— BEGIN MATERIAL SUPPLIED —

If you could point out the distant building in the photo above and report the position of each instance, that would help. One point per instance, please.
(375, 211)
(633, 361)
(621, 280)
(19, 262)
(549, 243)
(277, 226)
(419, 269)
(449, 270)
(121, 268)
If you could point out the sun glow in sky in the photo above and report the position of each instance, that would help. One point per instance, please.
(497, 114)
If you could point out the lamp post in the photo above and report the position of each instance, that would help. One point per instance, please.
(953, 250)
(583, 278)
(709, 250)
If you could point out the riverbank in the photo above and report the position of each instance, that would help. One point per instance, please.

— END MATERIAL SUPPLIED —
— BEGIN MATERIAL SUPPLIED —

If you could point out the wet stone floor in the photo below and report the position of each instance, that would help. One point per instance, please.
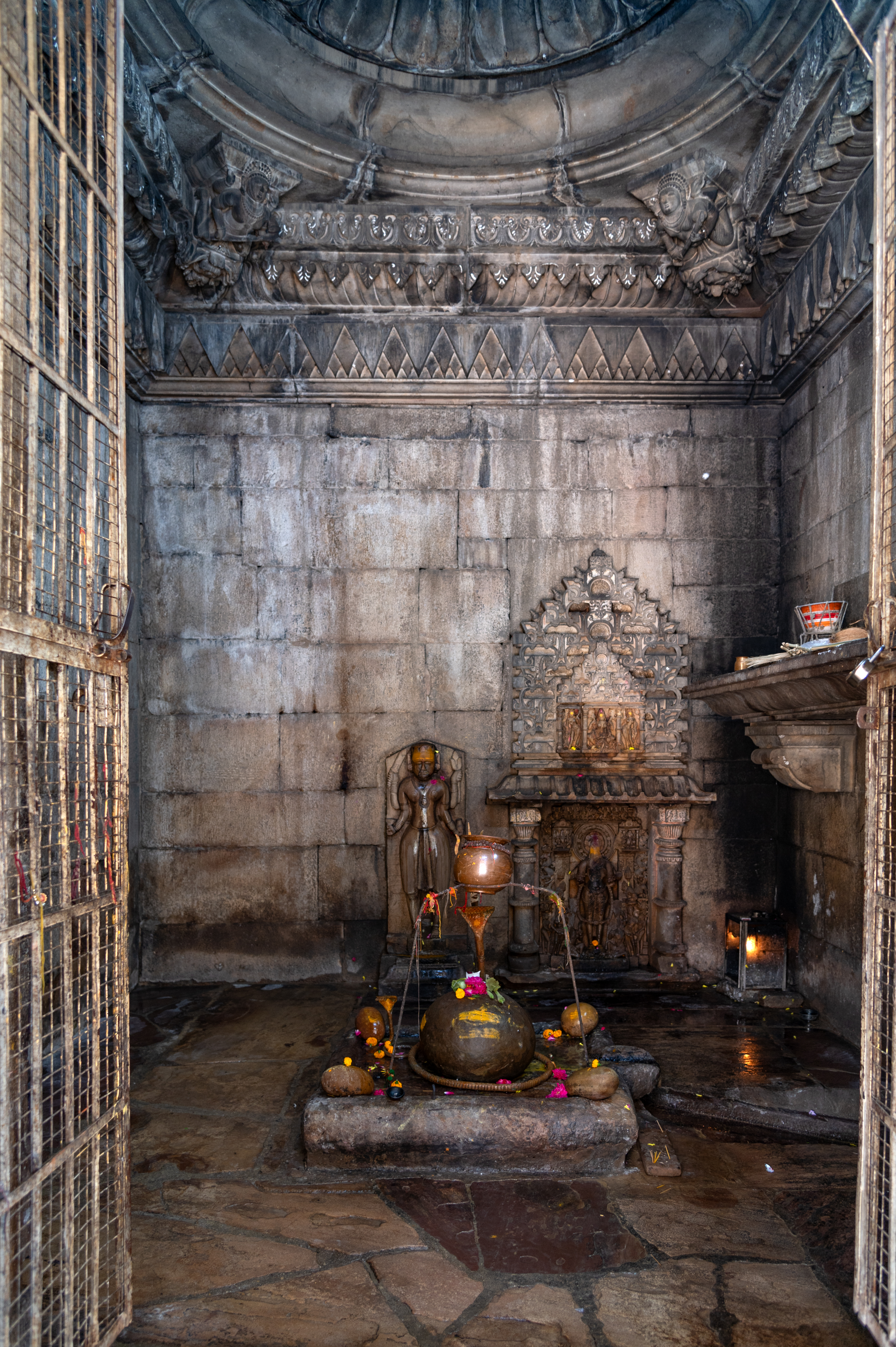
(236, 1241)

— END MATERIAL SUPPLIED —

Render the part of the records that opens with the line containing "If you could point out the sun" and closes with the line containing "If you could point out the riverbank" as a JSON list of strings. Use one string per line, include both end lines, and omit blank lines.

[
  "If you could point out the sun glow in sky in the photo above and report the position of each instance, that would help. One point per instance, please.",
  "(497, 114)",
  "If you could point out the lamp post in the photo above and report the position of each instance, that would help. One point per instance, please.",
  "(953, 250)",
  "(583, 278)",
  "(709, 250)",
  "If you could point out the riverbank in the photo above and report the position of each instance, that would help. One point per instance, please."
]